PASSAGE TO READ
▬▬▬▬▬▬

Contestants' sole point relied on is that the trial court erred in sustaining proponents' motion for new trial because of an instructional error. In our review of this point, we are mindful that appellate courts should be more liberal in upholding the trial court's sustaining a motion for new trial than in denying one. Stewart v. City of Marshfield, 431 S.W.2d 819, 825 (Mo.App. 1968).

The instruction complained of here is Instruction No. 4 (burden of proof). As submitted, it reads:

"The burden is upon defendants, the proponents, to cause you to believe that the document dated August 5, 1976 is the last will and testament of Frank Kiefer.
The burden is upon plaintiffs, contestants, to cause you to believe their claim that Frank Kiefer was not of sound and disposing mind and memory.
In determining whether or not you believe any proposition, you must consider only the evidence and the reasonable inferences derived from the evidence.
If the evidence in the case does not cause you to believe a particular proposition submitted, then you cannot return a verdict requiring belief of that proposition."

The instruction was submitted by contestants and is their version of MAI 3.03 (1981 Revision), which is the burden of proof instruction to be used in will contest cases. As written in the instruction form book, the second paragraph reads:

"The burden is upon plaintiff, contestant, to cause you to believe (here insert the affirmative defense raised such as `his claim of undue influence as submitted in Instruction Number ____')."

Notes on Use 1 states that this paragraph should be omitted if no affirmative defense, such as undue influence, is submitted. There was no affirmative defense pleaded or proved in this case. In addition, paragraph two of the submitted instruction put the burden of proof on contestants to show that the decedent was of unsound mind. This was error. The burden of proof is upon the proponents of a will to show that the document was the last will and testament of the decedent, and that, at the time of signing, decedent was of sound and disposing mind and memory. This burden never shifts [Brug v. Manufacturers Bank & Trust Co., 461 S.W.2d 269, 276 (Mo. banc 1970)], although, after proponents have made a prima facie case, contestants must come forward with substantial evidence that the testator lacked the mental capacity to execute the will if they are to prevail. Dixon v. Fillmore Cemetary, 608 S.W.2d 84, 89 (Mo.App.1980).

▬▬▬▬▬▬

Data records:
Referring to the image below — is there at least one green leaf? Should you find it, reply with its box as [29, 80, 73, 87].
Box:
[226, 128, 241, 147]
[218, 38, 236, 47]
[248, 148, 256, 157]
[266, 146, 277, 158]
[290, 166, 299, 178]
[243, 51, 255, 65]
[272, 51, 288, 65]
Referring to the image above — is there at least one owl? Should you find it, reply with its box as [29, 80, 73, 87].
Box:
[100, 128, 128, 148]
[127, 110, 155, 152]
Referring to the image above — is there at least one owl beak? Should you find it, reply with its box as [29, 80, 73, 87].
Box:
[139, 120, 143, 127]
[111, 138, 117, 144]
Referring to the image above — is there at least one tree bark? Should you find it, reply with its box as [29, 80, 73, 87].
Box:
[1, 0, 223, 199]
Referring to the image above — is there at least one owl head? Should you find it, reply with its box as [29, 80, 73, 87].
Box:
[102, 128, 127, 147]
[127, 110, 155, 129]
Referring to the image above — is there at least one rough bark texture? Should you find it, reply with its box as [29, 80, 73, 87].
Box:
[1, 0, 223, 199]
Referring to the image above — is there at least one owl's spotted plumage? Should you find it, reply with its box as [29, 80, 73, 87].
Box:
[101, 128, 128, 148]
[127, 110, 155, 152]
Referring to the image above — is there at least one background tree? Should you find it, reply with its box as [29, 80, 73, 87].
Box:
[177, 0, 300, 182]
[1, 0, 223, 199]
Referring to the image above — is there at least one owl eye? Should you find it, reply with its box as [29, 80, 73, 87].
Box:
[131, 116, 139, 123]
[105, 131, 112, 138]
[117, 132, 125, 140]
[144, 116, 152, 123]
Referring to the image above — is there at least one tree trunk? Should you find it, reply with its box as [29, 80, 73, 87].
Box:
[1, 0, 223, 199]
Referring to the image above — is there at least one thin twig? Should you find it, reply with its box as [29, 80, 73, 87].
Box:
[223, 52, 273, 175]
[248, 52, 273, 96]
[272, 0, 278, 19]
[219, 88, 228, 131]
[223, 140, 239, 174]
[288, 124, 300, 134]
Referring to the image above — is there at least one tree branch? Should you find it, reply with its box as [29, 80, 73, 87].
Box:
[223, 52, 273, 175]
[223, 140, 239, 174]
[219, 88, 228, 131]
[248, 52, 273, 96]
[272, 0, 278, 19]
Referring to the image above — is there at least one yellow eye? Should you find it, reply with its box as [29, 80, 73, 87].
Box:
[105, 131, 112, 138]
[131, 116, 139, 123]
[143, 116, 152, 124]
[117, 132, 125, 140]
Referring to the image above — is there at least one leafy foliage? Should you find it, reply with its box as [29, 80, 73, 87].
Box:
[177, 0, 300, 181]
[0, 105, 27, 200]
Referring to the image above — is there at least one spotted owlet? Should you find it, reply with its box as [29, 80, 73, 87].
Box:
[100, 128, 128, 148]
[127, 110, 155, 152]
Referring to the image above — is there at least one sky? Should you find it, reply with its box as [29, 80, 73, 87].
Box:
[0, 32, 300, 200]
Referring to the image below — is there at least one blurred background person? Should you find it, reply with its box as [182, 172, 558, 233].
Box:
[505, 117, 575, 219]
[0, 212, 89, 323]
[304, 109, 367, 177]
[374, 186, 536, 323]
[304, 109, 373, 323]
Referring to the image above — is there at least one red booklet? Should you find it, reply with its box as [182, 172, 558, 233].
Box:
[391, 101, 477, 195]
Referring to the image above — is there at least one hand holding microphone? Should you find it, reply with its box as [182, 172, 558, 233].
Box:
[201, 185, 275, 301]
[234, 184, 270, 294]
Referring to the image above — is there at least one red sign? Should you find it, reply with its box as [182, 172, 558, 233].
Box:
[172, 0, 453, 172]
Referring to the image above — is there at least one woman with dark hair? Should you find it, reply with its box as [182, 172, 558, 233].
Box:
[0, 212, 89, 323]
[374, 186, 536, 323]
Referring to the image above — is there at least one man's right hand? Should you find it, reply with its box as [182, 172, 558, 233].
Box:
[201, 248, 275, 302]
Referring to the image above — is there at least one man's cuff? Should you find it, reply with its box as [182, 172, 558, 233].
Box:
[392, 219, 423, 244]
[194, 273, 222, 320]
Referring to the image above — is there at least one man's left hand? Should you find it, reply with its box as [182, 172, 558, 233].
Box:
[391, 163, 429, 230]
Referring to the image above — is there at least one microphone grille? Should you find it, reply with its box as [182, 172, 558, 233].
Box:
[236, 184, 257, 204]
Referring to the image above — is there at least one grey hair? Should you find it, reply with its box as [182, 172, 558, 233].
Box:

▬▬▬▬▬▬

ACTIVITY LIST
[A] In the will contest opinion, who bears the burden of proving that the decedent was of sound and disposing mind and memory when signing?
[B] Go on with the will contest opinion from where it stops.

RESPONSES
[A] The proponents of the will.

[B]
The trial court, in its order, specifically recognized the deficiencies and errors in the submitted instruction. Any deviation from a mandated Missouri approved instruction, or from the notes on use on such instruction, is presumptive prejudicial error, and the party offering such instruction has the burden of convincing the court that the error was harmless. Murphy v. Land, 420 S.W.2d 505, 507 (Mo.1967).

Contestants agree that the instruction was erroneous, as so stated by the trial court, but contend that the error was harmless. They contend that the burden of proof instruction cast a greater burden of proof on them than they were required to meet, and under such circumstances, the error was harmless.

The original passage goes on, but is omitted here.